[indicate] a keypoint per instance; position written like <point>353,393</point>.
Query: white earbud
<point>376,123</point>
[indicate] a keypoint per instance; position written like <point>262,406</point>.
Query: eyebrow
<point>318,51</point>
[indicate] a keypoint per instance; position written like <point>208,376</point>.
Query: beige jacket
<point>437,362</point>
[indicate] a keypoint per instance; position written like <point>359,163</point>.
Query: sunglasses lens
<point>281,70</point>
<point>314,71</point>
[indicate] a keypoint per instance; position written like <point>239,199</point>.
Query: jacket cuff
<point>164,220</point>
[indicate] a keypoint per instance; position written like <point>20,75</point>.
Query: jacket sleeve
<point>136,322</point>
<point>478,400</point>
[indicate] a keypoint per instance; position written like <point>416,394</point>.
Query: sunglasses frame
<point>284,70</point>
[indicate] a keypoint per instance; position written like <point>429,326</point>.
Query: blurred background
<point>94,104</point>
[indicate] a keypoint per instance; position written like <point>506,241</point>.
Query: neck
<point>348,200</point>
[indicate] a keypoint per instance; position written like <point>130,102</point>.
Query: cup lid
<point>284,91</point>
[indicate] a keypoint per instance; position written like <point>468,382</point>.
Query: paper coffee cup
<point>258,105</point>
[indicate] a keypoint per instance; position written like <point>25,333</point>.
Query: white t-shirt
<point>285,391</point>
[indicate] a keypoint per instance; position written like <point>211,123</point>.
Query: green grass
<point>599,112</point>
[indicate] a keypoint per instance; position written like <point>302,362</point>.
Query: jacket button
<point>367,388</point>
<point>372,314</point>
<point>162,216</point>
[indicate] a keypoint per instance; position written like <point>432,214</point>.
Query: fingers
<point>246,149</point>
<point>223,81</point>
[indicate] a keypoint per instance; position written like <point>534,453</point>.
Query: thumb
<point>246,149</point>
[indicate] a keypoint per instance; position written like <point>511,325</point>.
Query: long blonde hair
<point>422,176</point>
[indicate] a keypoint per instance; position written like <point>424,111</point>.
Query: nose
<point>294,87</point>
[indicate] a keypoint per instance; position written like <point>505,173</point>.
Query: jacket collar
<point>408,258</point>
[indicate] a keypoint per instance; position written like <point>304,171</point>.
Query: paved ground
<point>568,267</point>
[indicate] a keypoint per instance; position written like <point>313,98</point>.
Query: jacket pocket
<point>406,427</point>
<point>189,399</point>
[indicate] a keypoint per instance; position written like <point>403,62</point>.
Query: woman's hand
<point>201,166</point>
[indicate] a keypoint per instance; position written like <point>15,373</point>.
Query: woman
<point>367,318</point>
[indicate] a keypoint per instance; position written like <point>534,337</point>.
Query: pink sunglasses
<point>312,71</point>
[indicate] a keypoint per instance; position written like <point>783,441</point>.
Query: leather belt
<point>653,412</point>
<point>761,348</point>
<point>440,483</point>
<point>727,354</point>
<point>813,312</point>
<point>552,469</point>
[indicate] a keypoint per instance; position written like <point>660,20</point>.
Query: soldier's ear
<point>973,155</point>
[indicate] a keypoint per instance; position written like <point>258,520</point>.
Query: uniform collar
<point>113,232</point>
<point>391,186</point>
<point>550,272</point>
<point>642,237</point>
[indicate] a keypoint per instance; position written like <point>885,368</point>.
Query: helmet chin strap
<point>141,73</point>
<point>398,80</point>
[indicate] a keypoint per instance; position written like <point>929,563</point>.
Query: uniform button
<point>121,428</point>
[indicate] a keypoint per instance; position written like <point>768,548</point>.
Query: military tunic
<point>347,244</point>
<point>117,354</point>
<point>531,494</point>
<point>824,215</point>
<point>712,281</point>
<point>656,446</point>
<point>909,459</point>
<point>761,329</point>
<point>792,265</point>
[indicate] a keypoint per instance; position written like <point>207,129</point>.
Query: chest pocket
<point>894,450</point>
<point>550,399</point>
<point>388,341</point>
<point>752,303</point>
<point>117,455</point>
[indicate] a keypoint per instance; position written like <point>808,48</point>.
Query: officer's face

——

* [To be done]:
Extract every line of the material above and reproduce each one verbatim, in its original order.

* [The solution]:
[indicate] a keypoint per instance; position written like <point>353,393</point>.
Query: white earbud
<point>376,123</point>
[indicate] a keypoint per instance; position written like <point>262,406</point>.
Query: eyebrow
<point>318,51</point>
[indicate] a keypoint per instance; position written like <point>208,376</point>.
Query: beige jacket
<point>437,362</point>
[indicate] a keypoint per instance; position written like <point>359,163</point>.
Query: sunglasses lens
<point>281,70</point>
<point>314,71</point>
[indicate] a keypoint per instance; position written like <point>239,199</point>.
Query: jacket cuff
<point>164,220</point>
[indicate] a keypoint per instance; position written like <point>20,75</point>.
Query: jacket sleeve
<point>136,322</point>
<point>478,400</point>
[indicate] a keypoint per instance; position written like <point>416,394</point>.
Query: sunglasses frame
<point>284,70</point>
[indicate] a keypoint per instance; position written like <point>429,326</point>.
Query: blurred background
<point>94,104</point>
[indicate] a keypoint per instance; position written like <point>506,241</point>.
Query: neck
<point>348,200</point>
[indicate] a keypoint per instance; position written like <point>130,102</point>.
Query: cup lid
<point>284,91</point>
[indicate] a keypoint per instance; position written like <point>468,382</point>.
Query: paper coffee cup
<point>258,105</point>
[indicate] a keypoint per instance; position written like <point>25,333</point>.
Query: white t-shirt
<point>285,391</point>
[indicate] a keypoint per instance; position written like <point>211,123</point>.
Query: green grass
<point>599,112</point>
[indicate] a keypoint per instance; position written like <point>302,362</point>.
Query: jacket button
<point>367,388</point>
<point>372,314</point>
<point>162,216</point>
[indicate] a keypoint per instance; position written like <point>432,214</point>.
Query: fingers
<point>246,149</point>
<point>223,81</point>
[indicate] a keypoint per instance; position written like <point>534,453</point>.
Query: thumb
<point>246,149</point>
[indicate] a keypoint per instance; position written like <point>511,325</point>.
Query: long blonde hair
<point>422,176</point>
[indicate] a keypoint per instance; position written like <point>424,111</point>.
Query: nose
<point>294,87</point>
[indicate] a keypoint per instance; position written like <point>505,173</point>.
Query: jacket collar
<point>408,258</point>
[indicate] a keypoint per instance; position written like <point>304,171</point>.
Query: paved ground
<point>568,267</point>
[indicate] a keypoint per instance; position written like <point>313,98</point>.
Query: jacket pocket
<point>406,427</point>
<point>189,399</point>
[indicate] a keypoint per instance; position written like <point>403,62</point>.
Query: woman's hand
<point>201,166</point>
[indicate] a keypoint per instance; position written like <point>15,373</point>.
Query: woman
<point>367,318</point>
[indicate] a keypoint per instance; position written like <point>534,337</point>.
Query: pink sunglasses
<point>312,71</point>
[indicate] a keypoint per instance; position written like <point>783,441</point>.
Query: leather belt
<point>653,412</point>
<point>761,348</point>
<point>440,483</point>
<point>727,354</point>
<point>813,312</point>
<point>552,469</point>
[indicate] a keypoint per instance; position written like <point>660,20</point>.
Query: soldier's ear
<point>973,155</point>
[indicate] a keypoint per instance; position written like <point>258,520</point>.
Query: uniform collar
<point>113,232</point>
<point>391,186</point>
<point>550,272</point>
<point>642,237</point>
[indicate] a keypoint per instance; position written like <point>885,368</point>.
Query: helmet chin strap
<point>141,73</point>
<point>398,80</point>
[indicate] a keypoint per instance; position written like <point>929,563</point>.
Query: uniform button
<point>121,428</point>
[indicate] a keypoint per instance; position written like <point>768,548</point>.
Query: military tunic
<point>347,244</point>
<point>117,354</point>
<point>531,494</point>
<point>824,215</point>
<point>712,281</point>
<point>656,446</point>
<point>909,459</point>
<point>761,329</point>
<point>792,265</point>
[indicate] a keypoint per instance; position written like <point>207,129</point>.
Query: chest pocket
<point>894,450</point>
<point>550,399</point>
<point>388,341</point>
<point>752,303</point>
<point>117,455</point>
[indicate] a keypoint per instance; position written like <point>808,48</point>.
Query: officer's face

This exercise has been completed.